● Consigne A: Mettez sous forme de liste numérotée, s'il vous plaît, les entrées en partant de la ligne qui contient « the stone base » et en allant jusqu'à la fin des entrées, sans les lignes vides.

● Texte de lecture:
Vendredi 12 Novembre 2010
Patriote dans l’âme et brillant orateur, l’ancien président burkinabé a impressionné tous ceux qui ont pu l’écouter à une tribune. Préférant lutter avec la parole plutôt qu’avec les armes (le comble pour un militaire), le discours du capitaine Thomas Sankara est plus que d’actualité 23 ans après son assassinat au nom de la “Rectification” de Blaise Compaoré. Même si l’anniversaire de sa mort (15 octobre) passe de plus en plus inaperçu sur le continent, il est clair que Sankara continue d’inspirer des jeunes en Afrique parce que son combat est plus que jamais d’actualité.
” J’ai parcouru des milliers de kilomètres. Je suis venu ici pour demander à chacun de vous que nous puissions mettre ensemble nos efforts pour que cesse la morgue des gens qui n’ont pas raison, pour que s’efface le triste spectacle des enfants mourant de faim, pour que disparaisse l’ignorance, pour que triomphe la rébellion légitime des peuples, pour que se taise le bruit des armes et qu’enfin, avec une seule et une même volonté, luttant pour la survie de l’humanité, nous parvenions à chanter en chœur” !
Tel a été le message livré par Thomas Sankara lors de la 39e session de l’Assemblée générale des Nations unies le 4 octobre 1984. Cette intervention était un condensé de sa vision politique, de ses convictions morales et de son engagement pour sa patrie qu’il a défendue au prix de sa vie. Et en écoutant la chanson “African Revolution” de l’album du même nom de Tiken Jah Fakoly, je ne puis m’empêcher de penser au discours et au combat de Thomas Sankara qui était né le 21 décembre 1949 à Yapo.
Ce révolutionnaire patriote et intègre a été lâchement assassiné le 15 octobre 1987 à Ouagadougou par celui qu’il considérait et protégeait comme son frère : Blaise Compaoré. Le nouvel album de Tiken vise à affranchir les Africains du néocolonialisme, de l’analphabétisme et de la dictature ainsi que de la gabegie de nos dirigeants. De 1983 à son assassinat “Thom Sank” a aussi mené une politique d’affranchissement du peuple burkinabé.
De 1983-1987, en Haute-Volta qui deviendra Burkina Faso par la suite, un jeune militaire est porté au pouvoir suite à un coup d’Etat. Pendant quatre ans, il incarnera l’espoir de toute une jeunesse africaine soucieuse de son propre destin et de l’avenir d’un continent qui ne cessait de sombrer dans la famine, les guerres civiles et la pauvreté malgré ses immenses potentialités.

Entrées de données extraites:
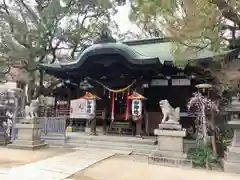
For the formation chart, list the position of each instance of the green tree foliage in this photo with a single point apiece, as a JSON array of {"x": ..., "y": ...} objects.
[
  {"x": 192, "y": 24},
  {"x": 37, "y": 31}
]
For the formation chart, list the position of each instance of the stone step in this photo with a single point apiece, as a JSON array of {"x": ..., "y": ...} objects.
[
  {"x": 102, "y": 150},
  {"x": 116, "y": 148},
  {"x": 111, "y": 143},
  {"x": 111, "y": 138}
]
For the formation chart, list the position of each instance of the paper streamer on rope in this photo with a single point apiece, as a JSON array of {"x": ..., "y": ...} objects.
[
  {"x": 127, "y": 108},
  {"x": 113, "y": 108}
]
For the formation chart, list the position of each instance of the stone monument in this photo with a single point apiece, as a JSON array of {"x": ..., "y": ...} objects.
[
  {"x": 170, "y": 135},
  {"x": 231, "y": 160},
  {"x": 28, "y": 130}
]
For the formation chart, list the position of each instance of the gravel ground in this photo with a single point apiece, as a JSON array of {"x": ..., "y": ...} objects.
[
  {"x": 12, "y": 157},
  {"x": 137, "y": 168}
]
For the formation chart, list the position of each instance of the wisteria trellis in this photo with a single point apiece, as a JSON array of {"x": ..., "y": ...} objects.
[{"x": 200, "y": 105}]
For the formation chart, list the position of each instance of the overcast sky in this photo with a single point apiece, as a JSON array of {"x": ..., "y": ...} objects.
[{"x": 122, "y": 19}]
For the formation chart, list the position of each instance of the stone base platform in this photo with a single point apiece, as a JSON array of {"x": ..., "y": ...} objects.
[
  {"x": 28, "y": 138},
  {"x": 231, "y": 162},
  {"x": 28, "y": 147}
]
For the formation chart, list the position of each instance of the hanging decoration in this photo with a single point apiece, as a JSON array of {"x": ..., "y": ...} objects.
[
  {"x": 113, "y": 106},
  {"x": 116, "y": 90},
  {"x": 127, "y": 108},
  {"x": 137, "y": 105}
]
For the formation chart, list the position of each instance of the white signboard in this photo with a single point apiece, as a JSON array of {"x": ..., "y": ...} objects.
[
  {"x": 78, "y": 109},
  {"x": 159, "y": 82},
  {"x": 181, "y": 82}
]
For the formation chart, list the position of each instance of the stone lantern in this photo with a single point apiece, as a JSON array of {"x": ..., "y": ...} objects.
[{"x": 232, "y": 155}]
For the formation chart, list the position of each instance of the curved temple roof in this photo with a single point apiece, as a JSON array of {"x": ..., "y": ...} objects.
[{"x": 140, "y": 52}]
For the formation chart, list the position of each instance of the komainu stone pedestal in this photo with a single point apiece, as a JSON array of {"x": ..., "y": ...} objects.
[
  {"x": 170, "y": 144},
  {"x": 231, "y": 161},
  {"x": 28, "y": 137}
]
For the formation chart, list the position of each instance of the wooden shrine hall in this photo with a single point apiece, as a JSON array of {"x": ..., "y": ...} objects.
[{"x": 114, "y": 70}]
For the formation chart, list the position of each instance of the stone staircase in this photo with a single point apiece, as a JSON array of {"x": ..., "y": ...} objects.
[{"x": 117, "y": 144}]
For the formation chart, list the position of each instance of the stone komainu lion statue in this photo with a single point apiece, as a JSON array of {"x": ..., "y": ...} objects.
[
  {"x": 31, "y": 111},
  {"x": 169, "y": 113}
]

● Consigne B: Reprenez le texte sur Thomas Sankara en partant de « Vendredi 12 Novembre » et en allant jusqu'à « que jamais d’actualité. », en remplaçant « orateur » par « tribun ».

● Résultat A:
1. For the formation chart, list the position of each instance of the stone base platform in this photo with a single point apiece, as a JSON array of {"x": ..., "y": ...} objects.
2. [
3.   {"x": 28, "y": 138},
4.   {"x": 231, "y": 162},
5.   {"x": 28, "y": 147}
6. ]
7. For the formation chart, list the position of each instance of the hanging decoration in this photo with a single point apiece, as a JSON array of {"x": ..., "y": ...} objects.
8. [
9.   {"x": 113, "y": 106},
10.   {"x": 116, "y": 90},
11.   {"x": 127, "y": 108},
12.   {"x": 137, "y": 105}
13. ]
14. For the formation chart, list the position of each instance of the white signboard in this photo with a single point apiece, as a JSON array of {"x": ..., "y": ...} objects.
15. [
16.   {"x": 78, "y": 109},
17.   {"x": 159, "y": 82},
18.   {"x": 181, "y": 82}
19. ]
20. For the formation chart, list the position of each instance of the stone lantern in this photo with a single point apiece, as a JSON array of {"x": ..., "y": ...} objects.
21. [{"x": 232, "y": 155}]
22. For the formation chart, list the position of each instance of the curved temple roof in this photo with a single point apiece, as a JSON array of {"x": ..., "y": ...} objects.
23. [{"x": 140, "y": 52}]
24. For the formation chart, list the position of each instance of the komainu stone pedestal in this photo with a single point apiece, as a JSON array of {"x": ..., "y": ...} objects.
25. [
26.   {"x": 170, "y": 144},
27.   {"x": 231, "y": 161},
28.   {"x": 28, "y": 137}
29. ]
30. For the formation chart, list the position of each instance of the wooden shrine hall in this photo with a single point apiece, as a JSON array of {"x": ..., "y": ...} objects.
31. [{"x": 114, "y": 70}]
32. For the formation chart, list the position of each instance of the stone staircase in this photo with a single point apiece, as a JSON array of {"x": ..., "y": ...} objects.
33. [{"x": 117, "y": 144}]
34. For the formation chart, list the position of each instance of the stone komainu lion statue in this photo with a single point apiece, as a JSON array of {"x": ..., "y": ...} objects.
35. [
36.   {"x": 31, "y": 111},
37.   {"x": 169, "y": 113}
38. ]

● Résultat B:
Vendredi 12 Novembre 2010
Patriote dans l’âme et brillant tribun, l’ancien président burkinabé a impressionné tous ceux qui ont pu l’écouter à une tribune. Préférant lutter avec la parole plutôt qu’avec les armes (le comble pour un militaire), le discours du capitaine Thomas Sankara est plus que d’actualité 23 ans après son assassinat au nom de la “Rectification” de Blaise Compaoré. Même si l’anniversaire de sa mort (15 octobre) passe de plus en plus inaperçu sur le continent, il est clair que Sankara continue d’inspirer des jeunes en Afrique parce que son combat est plus que jamais d’actualité.